Task to carry out: Locate each line in the items below that contains the word "clicks" and copy those lines in full.

Dataset entries:
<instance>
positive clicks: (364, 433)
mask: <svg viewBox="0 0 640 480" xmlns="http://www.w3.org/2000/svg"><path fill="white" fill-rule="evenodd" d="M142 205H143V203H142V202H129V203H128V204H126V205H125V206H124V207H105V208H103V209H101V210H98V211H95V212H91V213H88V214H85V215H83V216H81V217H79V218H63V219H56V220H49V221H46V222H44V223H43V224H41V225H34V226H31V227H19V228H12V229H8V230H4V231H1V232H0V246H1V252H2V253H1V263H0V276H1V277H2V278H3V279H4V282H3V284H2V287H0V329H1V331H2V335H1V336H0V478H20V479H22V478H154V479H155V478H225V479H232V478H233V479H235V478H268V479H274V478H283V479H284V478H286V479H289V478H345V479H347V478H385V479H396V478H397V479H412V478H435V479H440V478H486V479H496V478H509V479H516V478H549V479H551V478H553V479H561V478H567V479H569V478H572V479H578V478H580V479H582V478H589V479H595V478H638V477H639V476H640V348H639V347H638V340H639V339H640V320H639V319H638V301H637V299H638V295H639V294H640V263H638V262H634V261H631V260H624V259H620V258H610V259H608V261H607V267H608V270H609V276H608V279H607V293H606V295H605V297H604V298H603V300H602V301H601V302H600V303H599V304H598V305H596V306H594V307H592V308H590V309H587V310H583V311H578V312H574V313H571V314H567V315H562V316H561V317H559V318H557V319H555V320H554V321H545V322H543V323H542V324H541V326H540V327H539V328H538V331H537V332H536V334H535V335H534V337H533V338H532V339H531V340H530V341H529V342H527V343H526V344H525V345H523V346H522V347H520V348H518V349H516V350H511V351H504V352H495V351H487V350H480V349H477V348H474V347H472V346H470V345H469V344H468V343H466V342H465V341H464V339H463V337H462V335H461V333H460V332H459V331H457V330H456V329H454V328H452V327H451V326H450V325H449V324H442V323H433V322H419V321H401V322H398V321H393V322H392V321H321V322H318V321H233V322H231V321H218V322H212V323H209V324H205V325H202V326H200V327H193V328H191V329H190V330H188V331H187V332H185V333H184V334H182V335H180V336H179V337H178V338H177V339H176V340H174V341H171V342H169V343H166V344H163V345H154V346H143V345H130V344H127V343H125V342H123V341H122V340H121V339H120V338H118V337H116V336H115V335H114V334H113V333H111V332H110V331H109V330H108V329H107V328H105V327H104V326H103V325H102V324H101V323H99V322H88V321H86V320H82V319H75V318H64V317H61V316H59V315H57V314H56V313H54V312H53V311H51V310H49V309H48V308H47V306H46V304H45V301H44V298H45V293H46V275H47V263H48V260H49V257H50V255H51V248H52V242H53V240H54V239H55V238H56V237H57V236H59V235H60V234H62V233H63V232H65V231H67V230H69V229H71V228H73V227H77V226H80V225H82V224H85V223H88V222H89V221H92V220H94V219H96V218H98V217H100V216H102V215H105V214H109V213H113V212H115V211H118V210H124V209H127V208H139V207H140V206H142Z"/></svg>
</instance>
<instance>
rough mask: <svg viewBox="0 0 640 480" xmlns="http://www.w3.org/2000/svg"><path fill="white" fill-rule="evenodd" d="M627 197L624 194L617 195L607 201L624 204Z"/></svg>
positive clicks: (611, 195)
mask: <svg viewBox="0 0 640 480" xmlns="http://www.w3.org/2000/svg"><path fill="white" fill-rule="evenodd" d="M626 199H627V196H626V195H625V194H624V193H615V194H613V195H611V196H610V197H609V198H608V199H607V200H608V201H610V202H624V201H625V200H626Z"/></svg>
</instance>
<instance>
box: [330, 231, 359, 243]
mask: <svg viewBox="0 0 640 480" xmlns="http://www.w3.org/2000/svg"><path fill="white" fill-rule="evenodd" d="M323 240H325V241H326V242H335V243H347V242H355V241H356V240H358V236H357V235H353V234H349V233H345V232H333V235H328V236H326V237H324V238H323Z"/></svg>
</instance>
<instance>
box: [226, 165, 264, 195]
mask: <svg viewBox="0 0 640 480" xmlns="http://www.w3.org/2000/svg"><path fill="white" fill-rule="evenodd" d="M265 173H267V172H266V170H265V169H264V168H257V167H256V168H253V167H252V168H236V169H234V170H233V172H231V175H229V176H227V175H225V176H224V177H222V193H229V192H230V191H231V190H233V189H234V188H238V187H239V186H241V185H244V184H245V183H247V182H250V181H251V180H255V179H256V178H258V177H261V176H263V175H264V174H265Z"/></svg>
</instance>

...

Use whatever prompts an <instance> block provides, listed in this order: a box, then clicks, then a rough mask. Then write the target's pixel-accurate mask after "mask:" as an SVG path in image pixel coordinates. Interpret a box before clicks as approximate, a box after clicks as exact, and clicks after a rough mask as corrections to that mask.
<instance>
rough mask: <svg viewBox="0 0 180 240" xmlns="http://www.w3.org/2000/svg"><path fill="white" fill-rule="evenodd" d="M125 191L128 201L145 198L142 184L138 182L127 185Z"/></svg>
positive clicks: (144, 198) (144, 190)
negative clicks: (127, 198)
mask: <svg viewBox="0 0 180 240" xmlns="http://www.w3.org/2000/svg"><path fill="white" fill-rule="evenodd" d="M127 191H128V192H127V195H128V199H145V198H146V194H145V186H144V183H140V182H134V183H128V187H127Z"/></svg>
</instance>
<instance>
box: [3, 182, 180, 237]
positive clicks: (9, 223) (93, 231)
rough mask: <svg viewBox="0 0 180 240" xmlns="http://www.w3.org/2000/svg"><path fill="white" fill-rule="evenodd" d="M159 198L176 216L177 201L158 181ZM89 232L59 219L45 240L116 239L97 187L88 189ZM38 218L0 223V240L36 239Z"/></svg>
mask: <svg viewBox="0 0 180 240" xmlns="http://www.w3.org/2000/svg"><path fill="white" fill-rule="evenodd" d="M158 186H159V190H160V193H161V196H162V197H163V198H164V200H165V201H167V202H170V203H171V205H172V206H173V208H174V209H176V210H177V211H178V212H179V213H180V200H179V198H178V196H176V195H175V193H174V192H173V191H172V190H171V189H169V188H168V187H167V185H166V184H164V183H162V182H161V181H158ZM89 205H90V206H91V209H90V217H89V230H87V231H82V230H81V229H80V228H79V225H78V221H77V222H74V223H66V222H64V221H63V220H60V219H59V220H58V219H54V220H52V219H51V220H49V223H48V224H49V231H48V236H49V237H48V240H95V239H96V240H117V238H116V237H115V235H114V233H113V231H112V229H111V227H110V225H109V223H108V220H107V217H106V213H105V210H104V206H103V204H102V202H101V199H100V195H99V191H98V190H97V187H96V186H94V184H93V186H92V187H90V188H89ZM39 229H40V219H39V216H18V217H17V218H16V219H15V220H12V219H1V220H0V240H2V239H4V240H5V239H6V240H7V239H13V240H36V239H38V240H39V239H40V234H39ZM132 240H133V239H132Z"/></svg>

Expected output:
positive clicks: (364, 433)
positive clicks: (611, 195)
Use whatever prompts an <instance> block provides, listed in this order: a box, then clicks, then a rough mask. Then write the target's pixel-accurate mask after "mask:" as an SVG path in image pixel coordinates. Interpret a box before clicks as approximate, a box after clicks as exact, and clicks after a rough mask as corrections to that mask.
positive clicks: (144, 198) (144, 190)
negative clicks: (127, 198)
positive clicks: (9, 223) (93, 231)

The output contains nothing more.